Data items
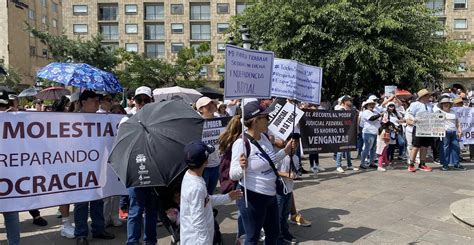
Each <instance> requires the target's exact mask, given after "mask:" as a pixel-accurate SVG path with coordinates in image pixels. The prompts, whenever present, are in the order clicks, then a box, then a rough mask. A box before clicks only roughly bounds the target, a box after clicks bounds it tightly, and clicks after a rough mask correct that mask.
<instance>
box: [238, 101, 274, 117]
mask: <svg viewBox="0 0 474 245" xmlns="http://www.w3.org/2000/svg"><path fill="white" fill-rule="evenodd" d="M271 111H272V110H271V109H270V107H269V108H267V109H264V108H263V107H262V106H260V103H258V101H252V102H249V103H247V104H245V106H244V113H245V114H244V120H245V121H247V120H250V119H252V118H254V117H256V116H258V115H267V114H270V112H271Z"/></svg>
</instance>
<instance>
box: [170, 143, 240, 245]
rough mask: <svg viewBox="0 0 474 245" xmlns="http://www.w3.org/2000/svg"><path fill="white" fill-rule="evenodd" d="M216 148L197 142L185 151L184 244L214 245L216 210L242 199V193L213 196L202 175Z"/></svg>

* _Assigned task_:
Rewrite the records above, replacing every instance of "rough mask" with "coarse mask" and keeping everything else unchanged. Leave the pictures out of your answer.

* _Answer below_:
Each <instance> requires the target's exact mask, given after "mask:" as a pixel-accurate SVG path with coordinates in image pixels. The prompts, whenever present, are in the order clicks, then a box, then a coarse mask. A box before clicks only roughly bounds the target, a box after clicks bounds it tightly, and clicks after a coarse mask correct that mask.
<instance>
box: [238, 101, 274, 117]
mask: <svg viewBox="0 0 474 245" xmlns="http://www.w3.org/2000/svg"><path fill="white" fill-rule="evenodd" d="M271 111H272V110H271V109H270V107H269V108H267V109H264V108H263V107H262V106H260V103H258V101H252V102H249V103H247V104H245V106H244V113H245V114H244V120H245V121H247V120H250V119H252V118H254V117H256V116H258V115H267V114H270V112H271Z"/></svg>
</instance>
<instance>
box: [170, 143, 240, 245]
coarse mask: <svg viewBox="0 0 474 245" xmlns="http://www.w3.org/2000/svg"><path fill="white" fill-rule="evenodd" d="M216 148L197 142L185 151L184 244L214 245L216 210L242 199V193L213 196L202 175Z"/></svg>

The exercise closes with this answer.